Figure 4c demonstrates the efficiency of the proposed framework in terms of SSIM score and feature map respectively, which clearly presents the visual similarity between the original and pseudonymized signatures of input images. Figure 4b and c represent the outputs, which shown separately to explicitly highlight the SSIM feature map and the corresponding SSIM score for the given input image. Precisely, the left image in Fig. 4c shows the output of proposed CNN-based architecture by means of Final PAN Card image with de-identified signatures in ’white colored’ circles. The right image in Fig. 4c shows the SSIM score of 98.69% in ’Red colored boxed text’ at the top portion and SSIM feature maps in ’Black colored circles’ at the bottom portion. The SSIM score of 98.69% indicates near-perfect similarity, which emphasizes that the sensitive signature is efficiently anonymized with minimal visual distortions to the rest of the document. Further, the highest SSIM scores and feature maps demonstrate the efficiency of the proposed pseudonymization system, in terms of de-identifying the sensitive signatures, without distorting the overall visual fidelity of PAN Card images.

Performance analysis of the proposed framework

Figure 5 presents the performance analysis of the proposed Pseudonymization framework by means of Precision, Recall, and Localization Error metrics, which are calculated across 50 training iterations. Specifically, Precision results of the proposed framework is indicated in ’Blue colored Line’ with Circle Markers, which measures the proportion of correctly identified keypoints Vs all the detected keypoints. Although few dips can be observed in Fig. 5 plot, still the Precision stays between 0.6 to 0.9 across iterations, which proves the consistency of the proposed system. The Recall results of the proposed pseudonymization framework is shown in ’Orange colored Line’ with X Markers, which measures the proportion of correctly identified keypoints Vs all the true feature descriptors. Although minor dips are visible in Fig. 5 plot, yet the Recall values are consistently high-close to 1.0, across iterations, which demonstrates the notable performance of the proposed CNN-based system in the given pseudonymization task. Figure 5 plot indicates the Localization Error in Green colored Line with Square Markers, which reflects the average distance error between the detected as well as actual keypoints. In Fig. 5 plot, the localization error varies from 1.5 to 3.5 with frequent peaks and dips and suggests slightly lesser accuracy, which can be fine-tuned by employing suitable post-processing techniques.

Fig. 5 — Accuracy analysis: Precision, recall, and Localization Error Metrics.

Performance comparison with baseline techniques

To validate the effectiveness of proposed SuperPoint CNN-based framework for pseudonymization, a comprehensive performance comparison against different conventional techniques are conducted. Specifically, the following three baseline techniques are selected for comparison, as given by:

Oriented FAST and Rotated Brief (ORB) Features¹⁶,
Features from Accelerated Segment Test (FAST) Features¹⁷ and
Scale-Invariant Feature Transform (SIFT) Features¹⁸.

===============

— Task requirements —
[A] Translate this sentence from the pseudonymization text into Spanish: "The SSIM score of 98.69% indicates near-perfect similarity, which emphasizes that the sensitive signature is efficiently anonymized with minimal visual distortions to the rest of the document."
[B] For each statement, answer yes or no according to the pseudonymization text, and quote the words that decide it.
(i) Precision, Recall, and Localization Error are calculated across 50 training iterations.
(ii) Recall is plotted as a green line with square markers.
(iii) The localization error ranges from 1.5 to 3.5.
None of the data is needed here.

===============

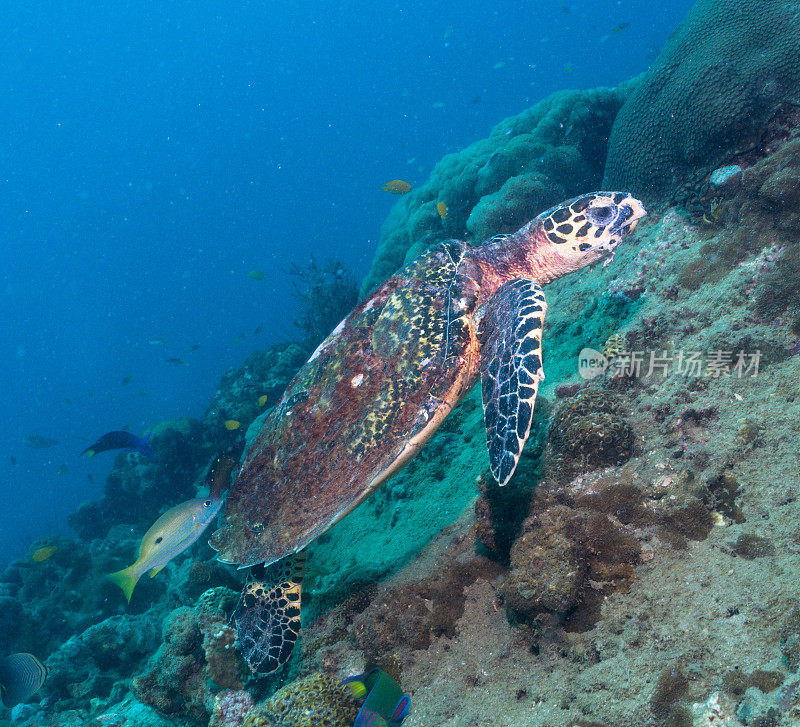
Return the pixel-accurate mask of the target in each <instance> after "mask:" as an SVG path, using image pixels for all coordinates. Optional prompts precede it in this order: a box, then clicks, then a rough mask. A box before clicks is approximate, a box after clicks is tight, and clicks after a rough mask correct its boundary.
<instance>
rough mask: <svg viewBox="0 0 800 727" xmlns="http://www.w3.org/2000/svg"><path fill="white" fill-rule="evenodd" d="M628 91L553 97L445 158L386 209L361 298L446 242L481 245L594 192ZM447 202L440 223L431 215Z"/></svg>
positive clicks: (590, 90) (600, 176)
mask: <svg viewBox="0 0 800 727" xmlns="http://www.w3.org/2000/svg"><path fill="white" fill-rule="evenodd" d="M628 93H629V88H628V86H627V85H623V86H620V87H619V88H617V89H606V88H597V89H591V90H587V91H559V92H557V93H554V94H553V95H552V96H549V97H548V98H546V99H545V100H543V101H541V102H540V103H538V104H536V106H534V107H533V108H531V109H528V110H527V111H524V112H523V113H521V114H518V115H517V116H513V117H511V118H508V119H505V120H504V121H503V122H501V123H500V124H498V125H497V126H495V127H494V129H492V132H491V134H490V135H489V137H488V138H486V139H482V140H480V141H477V142H475V143H473V144H471V145H470V146H468V147H467V148H466V149H464V150H462V151H460V152H458V153H455V154H448V155H447V156H446V157H444V158H443V159H442V160H441V161H440V162H439V163H438V164H437V165H436V167H435V168H434V170H433V172H431V175H430V177H429V179H428V181H427V182H425V184H423V185H421V186H420V187H417V188H416V189H414V190H413V191H412V192H411V193H410V194H408V195H405V196H404V197H403V198H402V199H401V200H399V201H398V202H397V204H396V205H395V206H394V207H393V209H392V211H391V213H390V214H389V217H388V218H387V220H386V222H385V223H384V225H383V229H382V230H381V239H380V242H379V244H378V252H377V254H376V255H375V258H374V260H373V263H372V269H371V270H370V272H369V275H367V277H366V279H365V280H364V281H363V283H362V285H361V290H362V292H363V293H366V292H367V291H369V290H371V289H372V288H374V287H375V286H376V285H378V284H379V283H381V282H382V281H383V280H385V279H386V278H388V277H389V276H390V275H391V274H392V273H394V272H395V271H396V270H397V269H398V268H400V267H401V266H402V265H403V264H404V262H408V261H409V260H411V259H413V258H414V257H416V256H417V255H419V254H420V253H421V252H423V251H424V250H425V249H427V248H428V247H429V246H430V245H432V244H435V243H436V242H439V241H441V240H445V239H447V238H453V237H456V238H461V239H470V240H472V241H473V242H475V243H480V242H483V241H484V240H486V239H488V238H489V237H491V236H492V235H496V234H499V233H503V232H513V231H515V230H517V229H518V228H519V227H521V226H522V225H523V224H524V223H525V222H527V221H528V220H529V219H531V217H534V216H535V215H537V214H539V212H541V211H542V210H544V209H547V208H548V207H550V206H552V205H554V204H557V203H558V202H561V201H562V200H564V199H567V198H569V197H572V196H575V195H577V194H581V193H583V192H586V191H587V190H589V189H597V188H598V187H599V184H600V180H601V178H602V173H603V165H604V163H605V157H606V146H607V143H608V136H609V133H610V129H611V124H612V122H613V120H614V117H615V115H616V113H617V110H618V109H619V108H620V106H621V105H622V102H623V100H624V99H625V98H626V96H627V94H628ZM442 200H443V201H444V202H445V203H446V204H447V210H448V212H447V218H446V219H445V220H442V219H441V218H440V217H439V215H438V214H437V212H436V205H437V204H438V202H439V201H442Z"/></svg>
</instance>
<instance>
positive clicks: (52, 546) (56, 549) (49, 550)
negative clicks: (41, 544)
mask: <svg viewBox="0 0 800 727" xmlns="http://www.w3.org/2000/svg"><path fill="white" fill-rule="evenodd" d="M57 550H58V546H57V545H45V546H44V547H42V548H38V549H37V550H35V551H34V552H33V553H32V555H31V560H32V561H33V562H34V563H44V562H45V561H46V560H47V559H48V558H50V557H51V556H52V555H53V553H55V552H56V551H57Z"/></svg>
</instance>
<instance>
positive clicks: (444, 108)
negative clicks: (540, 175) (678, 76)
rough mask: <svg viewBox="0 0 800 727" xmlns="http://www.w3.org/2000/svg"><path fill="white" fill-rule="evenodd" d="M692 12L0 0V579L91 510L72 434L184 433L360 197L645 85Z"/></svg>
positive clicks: (269, 327) (353, 208)
mask: <svg viewBox="0 0 800 727" xmlns="http://www.w3.org/2000/svg"><path fill="white" fill-rule="evenodd" d="M691 5H692V2H691V1H690V0H672V1H671V2H669V3H665V4H658V6H653V4H652V3H651V2H649V1H648V0H620V1H615V0H591V1H590V0H584V1H582V2H581V1H575V2H571V1H569V0H565V1H564V2H558V1H557V0H540V1H537V2H533V1H529V2H524V1H523V2H521V1H520V0H495V2H492V3H485V2H475V1H474V0H466V1H465V0H458V1H455V0H450V1H448V0H443V1H442V2H439V3H420V2H413V3H384V2H364V1H363V0H360V1H359V2H339V3H328V2H319V1H318V0H314V1H307V2H302V3H300V2H297V3H294V2H291V3H286V2H280V3H278V2H270V1H268V0H267V1H262V2H247V1H244V2H237V3H217V2H213V3H212V2H208V1H207V0H193V1H192V2H159V3H148V2H100V3H85V2H84V3H81V2H69V3H68V2H63V1H59V0H48V1H47V2H26V3H17V4H13V5H12V4H10V3H6V4H4V5H3V7H2V9H0V32H2V36H3V41H2V44H0V59H1V62H0V240H1V242H0V250H2V258H0V259H1V260H2V265H0V280H1V281H2V284H0V291H1V292H2V295H1V297H0V320H1V321H2V332H3V335H2V337H0V346H1V347H2V348H1V349H0V351H1V352H2V362H3V365H2V367H1V368H0V390H2V392H3V394H2V396H3V399H2V400H3V418H2V423H0V431H1V432H2V439H1V440H0V441H2V445H3V446H2V451H0V478H1V480H0V481H1V482H2V493H3V503H4V505H5V507H3V508H2V517H0V564H2V563H3V562H5V561H7V560H9V559H10V558H12V557H19V556H20V555H23V554H24V553H25V552H26V550H27V548H28V546H29V544H30V542H31V540H32V539H33V538H35V537H38V536H40V535H46V534H49V533H51V532H56V531H66V530H67V527H66V516H67V514H68V513H69V512H70V511H72V510H73V509H74V508H75V507H76V506H77V505H78V504H79V503H80V502H82V501H83V500H87V499H94V498H96V497H99V496H100V495H101V494H102V485H103V482H104V479H105V475H106V474H107V472H108V471H109V469H110V467H111V463H112V461H113V455H112V454H106V455H100V456H98V457H97V458H95V459H92V460H81V459H78V456H77V455H78V453H79V452H80V451H81V450H82V449H83V448H84V447H86V446H87V445H88V444H90V443H91V442H92V441H94V439H95V438H96V437H97V436H99V435H100V434H102V433H104V432H105V431H107V430H109V429H118V428H121V427H123V426H126V425H128V426H130V427H131V428H132V429H133V430H134V431H137V432H142V431H143V430H145V429H146V428H147V427H148V426H151V425H153V424H154V423H155V422H157V421H159V420H162V419H166V418H172V417H178V416H200V415H202V413H203V412H204V410H205V408H206V406H207V403H208V401H209V398H210V397H211V395H212V394H213V392H214V389H215V386H216V384H217V382H218V380H219V377H220V375H221V374H222V373H223V372H224V371H225V370H226V369H228V368H230V367H233V366H237V365H239V364H240V363H241V362H242V361H243V359H244V358H245V356H246V355H247V354H249V353H250V352H252V351H253V350H255V349H258V348H264V347H266V346H267V345H269V344H270V343H274V342H276V341H280V340H286V339H290V338H292V337H295V335H296V334H295V331H294V329H293V325H292V320H293V319H294V317H295V301H294V300H293V299H292V298H291V296H290V291H291V280H290V279H289V276H288V275H287V270H288V268H289V266H290V264H291V263H292V262H297V263H301V264H302V263H305V262H306V261H308V259H309V258H310V257H311V256H312V255H313V256H315V257H316V258H317V259H319V260H324V259H325V258H326V257H337V258H339V259H340V260H342V261H343V262H344V263H345V264H346V265H347V266H348V267H349V268H350V269H351V270H352V271H353V272H354V273H355V274H356V275H357V276H358V277H359V278H360V277H361V276H363V274H364V273H366V271H367V269H368V266H369V263H370V260H371V258H372V255H373V253H374V250H375V246H376V243H377V239H378V235H379V229H380V225H381V222H382V220H383V219H384V217H385V216H386V214H387V212H388V210H389V208H390V206H391V205H392V203H393V202H394V201H395V198H393V197H391V196H390V195H387V194H386V193H384V192H382V191H381V189H380V187H381V184H383V183H384V182H386V181H387V180H389V179H394V178H401V179H405V180H408V181H409V182H411V183H412V184H419V183H421V182H423V181H424V180H425V178H426V177H427V175H428V173H429V172H430V170H431V169H432V167H433V165H434V164H435V163H436V162H437V161H438V160H439V159H440V158H441V157H442V156H443V155H444V154H446V153H448V152H452V151H456V150H458V149H460V148H462V147H464V146H466V145H467V144H469V143H470V142H472V141H474V140H476V139H478V138H481V137H483V136H486V135H487V133H488V132H489V130H490V128H491V126H492V125H494V124H495V123H497V122H498V121H500V120H501V119H503V118H504V117H506V116H509V115H512V114H515V113H518V112H520V111H522V110H523V109H525V108H527V107H529V106H531V105H533V104H534V103H535V102H537V101H538V100H540V99H541V98H543V97H544V96H546V95H547V94H549V93H550V92H552V91H554V90H557V89H560V88H566V87H572V88H586V87H592V86H598V85H615V84H617V83H619V82H620V81H623V80H625V79H628V78H630V77H632V76H634V75H636V74H638V73H640V72H642V71H644V70H645V69H646V68H647V66H648V65H649V64H650V63H651V62H652V61H653V59H654V58H655V56H656V54H657V52H658V49H659V48H660V47H661V46H662V45H663V43H664V41H665V40H666V38H667V36H668V35H669V33H670V32H671V31H672V29H673V28H674V27H675V26H676V25H677V23H678V22H679V21H680V19H681V18H682V17H683V15H684V14H685V13H686V11H687V10H688V9H689V7H690V6H691ZM615 29H616V31H615ZM254 269H259V270H263V271H265V272H266V273H267V277H266V279H265V280H261V281H255V280H251V279H249V278H248V276H247V273H248V271H250V270H254ZM258 326H261V327H262V332H261V333H260V334H259V335H258V336H254V335H253V331H254V330H255V329H256V328H257V327H258ZM241 333H244V334H245V338H244V339H243V340H241V341H238V342H236V339H237V338H238V337H239V336H240V334H241ZM153 339H164V341H165V342H164V343H161V344H150V343H149V341H150V340H153ZM195 344H199V346H200V348H198V349H197V350H196V351H189V347H190V346H193V345H195ZM170 357H177V358H182V359H185V360H186V361H187V363H186V365H185V366H180V367H170V366H167V365H166V364H165V360H166V359H167V358H170ZM128 376H130V377H131V379H130V383H129V384H128V385H126V386H123V385H122V380H123V379H124V378H125V377H128ZM30 434H38V435H43V436H47V437H51V438H53V439H57V440H59V442H60V443H59V444H58V445H57V446H55V447H52V448H49V449H31V448H29V447H27V446H26V445H25V443H24V438H25V436H26V435H30ZM12 456H13V458H15V459H16V464H12ZM65 469H66V471H64V470H65ZM59 470H61V473H60V474H59ZM90 473H91V474H92V475H93V477H94V482H95V484H91V483H90V482H89V480H88V479H87V475H88V474H90ZM155 514H156V513H154V516H155Z"/></svg>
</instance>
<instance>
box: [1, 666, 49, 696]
mask: <svg viewBox="0 0 800 727" xmlns="http://www.w3.org/2000/svg"><path fill="white" fill-rule="evenodd" d="M45 679H47V667H46V666H45V665H44V664H42V662H41V661H39V660H38V659H37V658H36V657H35V656H34V655H33V654H24V653H20V654H11V655H9V656H5V657H2V658H0V697H2V700H3V704H5V706H6V707H8V708H9V709H11V708H12V707H15V706H16V705H18V704H19V703H20V702H26V701H27V700H28V698H29V697H30V696H31V695H32V694H34V693H35V692H37V691H38V690H39V689H40V687H41V686H42V684H44V680H45Z"/></svg>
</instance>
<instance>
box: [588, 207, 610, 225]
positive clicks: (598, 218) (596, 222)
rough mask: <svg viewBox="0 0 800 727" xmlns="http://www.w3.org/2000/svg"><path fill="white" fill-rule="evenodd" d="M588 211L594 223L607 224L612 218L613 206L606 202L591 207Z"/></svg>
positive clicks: (603, 224) (601, 224)
mask: <svg viewBox="0 0 800 727" xmlns="http://www.w3.org/2000/svg"><path fill="white" fill-rule="evenodd" d="M589 211H590V212H591V215H592V218H593V220H594V222H595V224H598V225H607V224H609V223H610V222H611V221H612V220H613V219H614V208H613V207H612V206H611V205H608V204H604V205H601V206H600V207H593V208H591V209H590V210H589Z"/></svg>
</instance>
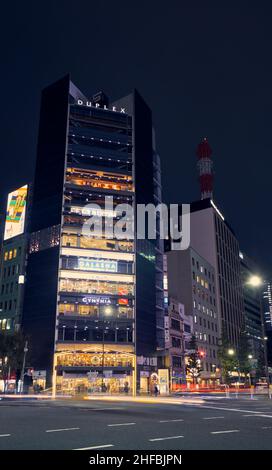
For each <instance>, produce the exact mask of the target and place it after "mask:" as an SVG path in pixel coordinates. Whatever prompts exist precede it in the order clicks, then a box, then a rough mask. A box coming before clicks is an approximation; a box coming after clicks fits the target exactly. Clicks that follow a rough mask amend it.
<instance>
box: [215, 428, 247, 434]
mask: <svg viewBox="0 0 272 470" xmlns="http://www.w3.org/2000/svg"><path fill="white" fill-rule="evenodd" d="M231 432H240V431H239V430H238V429H230V430H228V431H212V432H211V434H229V433H231Z"/></svg>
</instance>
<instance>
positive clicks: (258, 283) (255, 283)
mask: <svg viewBox="0 0 272 470" xmlns="http://www.w3.org/2000/svg"><path fill="white" fill-rule="evenodd" d="M248 285H250V286H251V287H253V288H256V289H258V291H259V296H260V315H261V326H262V340H263V347H264V367H265V377H266V383H267V390H268V392H267V393H268V396H269V398H270V379H269V369H268V356H267V337H266V335H265V325H264V311H263V303H262V291H261V286H262V285H263V279H262V278H261V277H260V276H257V275H255V276H251V278H250V279H249V280H248Z"/></svg>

===============

— Task-by-task results —
[A] La puntuación SSIM del 98,69 % indica una similitud casi perfecta, lo que subraya que la firma sensible se anonimiza de manera eficiente con distorsiones visuales mínimas en el resto del documento.

[B]
(i) Yes: "which are calculated across 50 training iterations"
(ii) No: "The Recall results of the proposed pseudonymization framework is shown in ’Orange colored Line’ with X Markers"
(iii) Yes: "the localization error varies from 1.5 to 3.5"